-- Task statement --
Copy out the passage on EEG gamma oscillations and schizophrenia word for word, in full.

-- Source document --
Recently, analyses of brain electroencephalogram (EEG) network oscillations have also gained support as a sensitive measure of both normal, abnormal information processing and cognitive functions in humans as well as in animals. Oscillations reflect synchronization in the activity of neuronal ensembles that arise either spontaneously or in response to an event, such as an auditory stimulus. Oscillatory activities are estimated by performing a decomposition of the EEG signal into phase and magnitude information over a range of frequencies that have been correlated with various states of perceptual and cognitive processing. Network oscillations in the gamma range have repeatedly been shown to accompany several distributed neurocognitive functions in normal subjects [23,24]. A wealth of evidence indicates that abnormalities in the oscillatory activity of neuronal networks in the gamma frequency range play a central role in the pathophysiology of schizophrenia [25–31]: pathologically increased gamma oscillation propensity is found during psychotic episodes and hallucinatory states [27,28,32–34]. In animals, the NMDA receptor antagonists PCP, ketamine and MK801 elicited aberrant gamma oscillations in the hippocampus and neocortex,which likely reflects similar cortical EEG abnormalities found in schizophrenics [35–38]. Thus, the ability to induce and maintain large network oscillations within the gamma frequency range in rat offers the possibility of linking the results of clinical studies to findings from basic research.

-- Supplied entries --
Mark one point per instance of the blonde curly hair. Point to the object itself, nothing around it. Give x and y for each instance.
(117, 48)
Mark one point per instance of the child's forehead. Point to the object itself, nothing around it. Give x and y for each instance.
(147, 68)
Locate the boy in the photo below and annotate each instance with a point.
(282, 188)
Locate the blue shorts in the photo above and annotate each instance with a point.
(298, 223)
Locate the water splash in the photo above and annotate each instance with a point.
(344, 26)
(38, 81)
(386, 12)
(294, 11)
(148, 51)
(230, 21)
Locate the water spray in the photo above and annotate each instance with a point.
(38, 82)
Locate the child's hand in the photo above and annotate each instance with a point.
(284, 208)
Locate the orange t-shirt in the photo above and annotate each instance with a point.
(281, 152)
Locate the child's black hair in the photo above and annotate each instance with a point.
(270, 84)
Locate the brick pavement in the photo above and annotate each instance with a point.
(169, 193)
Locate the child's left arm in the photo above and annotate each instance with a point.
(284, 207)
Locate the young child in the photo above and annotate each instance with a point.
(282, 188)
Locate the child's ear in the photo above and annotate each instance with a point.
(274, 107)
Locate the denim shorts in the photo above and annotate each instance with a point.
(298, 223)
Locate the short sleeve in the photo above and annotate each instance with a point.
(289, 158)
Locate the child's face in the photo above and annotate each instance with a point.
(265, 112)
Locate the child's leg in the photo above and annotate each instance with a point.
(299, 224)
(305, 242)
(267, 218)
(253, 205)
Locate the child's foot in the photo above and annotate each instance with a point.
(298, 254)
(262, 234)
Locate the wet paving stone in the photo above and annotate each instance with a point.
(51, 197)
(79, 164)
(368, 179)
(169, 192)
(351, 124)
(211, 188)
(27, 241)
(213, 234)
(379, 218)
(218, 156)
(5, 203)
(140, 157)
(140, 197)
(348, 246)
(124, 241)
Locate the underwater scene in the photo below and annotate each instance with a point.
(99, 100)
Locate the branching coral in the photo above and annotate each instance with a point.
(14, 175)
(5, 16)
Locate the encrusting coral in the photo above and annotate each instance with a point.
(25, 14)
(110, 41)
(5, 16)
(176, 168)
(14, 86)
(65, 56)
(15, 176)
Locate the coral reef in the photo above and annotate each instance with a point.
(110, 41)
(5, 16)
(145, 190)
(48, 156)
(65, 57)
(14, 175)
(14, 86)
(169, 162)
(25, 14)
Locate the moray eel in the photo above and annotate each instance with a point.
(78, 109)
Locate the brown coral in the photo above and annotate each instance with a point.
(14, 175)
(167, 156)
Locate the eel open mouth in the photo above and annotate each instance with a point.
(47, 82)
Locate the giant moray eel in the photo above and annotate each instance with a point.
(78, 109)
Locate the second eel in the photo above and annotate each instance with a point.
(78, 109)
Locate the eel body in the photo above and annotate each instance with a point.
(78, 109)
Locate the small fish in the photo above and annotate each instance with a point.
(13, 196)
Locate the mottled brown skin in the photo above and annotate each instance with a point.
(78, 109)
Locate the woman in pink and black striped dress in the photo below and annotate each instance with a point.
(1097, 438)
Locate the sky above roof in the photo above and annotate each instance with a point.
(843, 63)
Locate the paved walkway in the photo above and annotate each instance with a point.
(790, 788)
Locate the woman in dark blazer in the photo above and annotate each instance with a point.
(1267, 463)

-- Solution to this exercise --
Recently, analyses of brain electroencephalogram (EEG) network oscillations have also gained support as a sensitive measure of both normal, abnormal information processing and cognitive functions in humans as well as in animals. Oscillations reflect synchronization in the activity of neuronal ensembles that arise either spontaneously or in response to an event, such as an auditory stimulus. Oscillatory activities are estimated by performing a decomposition of the EEG signal into phase and magnitude information over a range of frequencies that have been correlated with various states of perceptual and cognitive processing. Network oscillations in the gamma range have repeatedly been shown to accompany several distributed neurocognitive functions in normal subjects [23,24]. A wealth of evidence indicates that abnormalities in the oscillatory activity of neuronal networks in the gamma frequency range play a central role in the pathophysiology of schizophrenia [25–31]: pathologically increased gamma oscillation propensity is found during psychotic episodes and hallucinatory states [27,28,32–34]. In animals, the NMDA receptor antagonists PCP, ketamine and MK801 elicited aberrant gamma oscillations in the hippocampus and neocortex,which likely reflects similar cortical EEG abnormalities found in schizophrenics [35–38]. Thus, the ability to induce and maintain large network oscillations within the gamma frequency range in rat offers the possibility of linking the results of clinical studies to findings from basic research.